> _What you should do_
Rewrite the lines below, changing every "rough mask" to "coarse mask" and keeping everything else the same. Omit the picture from your version.

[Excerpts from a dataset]
[Start of section]
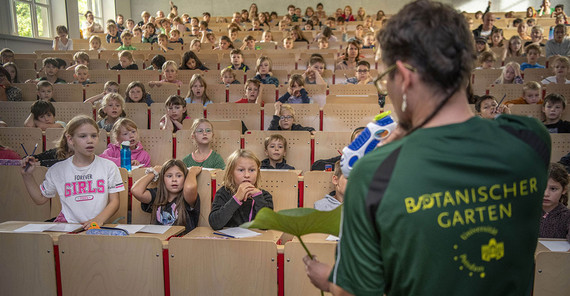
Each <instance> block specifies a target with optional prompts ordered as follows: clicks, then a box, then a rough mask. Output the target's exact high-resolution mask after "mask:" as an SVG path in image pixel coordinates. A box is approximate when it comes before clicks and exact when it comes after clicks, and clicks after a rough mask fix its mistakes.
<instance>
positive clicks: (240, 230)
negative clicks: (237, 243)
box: [219, 227, 261, 238]
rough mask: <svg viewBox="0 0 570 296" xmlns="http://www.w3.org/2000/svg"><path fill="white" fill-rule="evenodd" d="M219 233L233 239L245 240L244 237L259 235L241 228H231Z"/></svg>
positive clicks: (232, 227)
mask: <svg viewBox="0 0 570 296" xmlns="http://www.w3.org/2000/svg"><path fill="white" fill-rule="evenodd" d="M219 232H221V233H223V234H227V235H231V236H233V237H235V238H246V237H253V236H258V235H261V233H259V232H255V231H253V230H249V229H245V228H241V227H232V228H226V229H223V230H220V231H219Z"/></svg>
[End of section]
> _Written solution_
Each <instance> block specifies a target with optional prompts ordered as follows: clicks, then a box, then a coarse mask. Output the target's exact high-resolution mask after "mask:" as an SVG path in image pixel coordinates. A box is approximate when it comes before clicks and exact when it comes after clicks, and clicks after a coarse mask fix its mistakes.
<instance>
positive clicks: (240, 230)
negative clicks: (237, 243)
box: [219, 227, 261, 238]
coarse mask: <svg viewBox="0 0 570 296" xmlns="http://www.w3.org/2000/svg"><path fill="white" fill-rule="evenodd" d="M219 233L233 239L245 240L244 237L259 235L241 228H231Z"/></svg>
positive clicks: (232, 227)
mask: <svg viewBox="0 0 570 296" xmlns="http://www.w3.org/2000/svg"><path fill="white" fill-rule="evenodd" d="M219 232H221V233H223V234H227V235H231V236H233V237H235V238H246V237H253V236H258V235H261V233H259V232H255V231H253V230H249V229H245V228H241V227H232V228H226V229H223V230H220V231H219Z"/></svg>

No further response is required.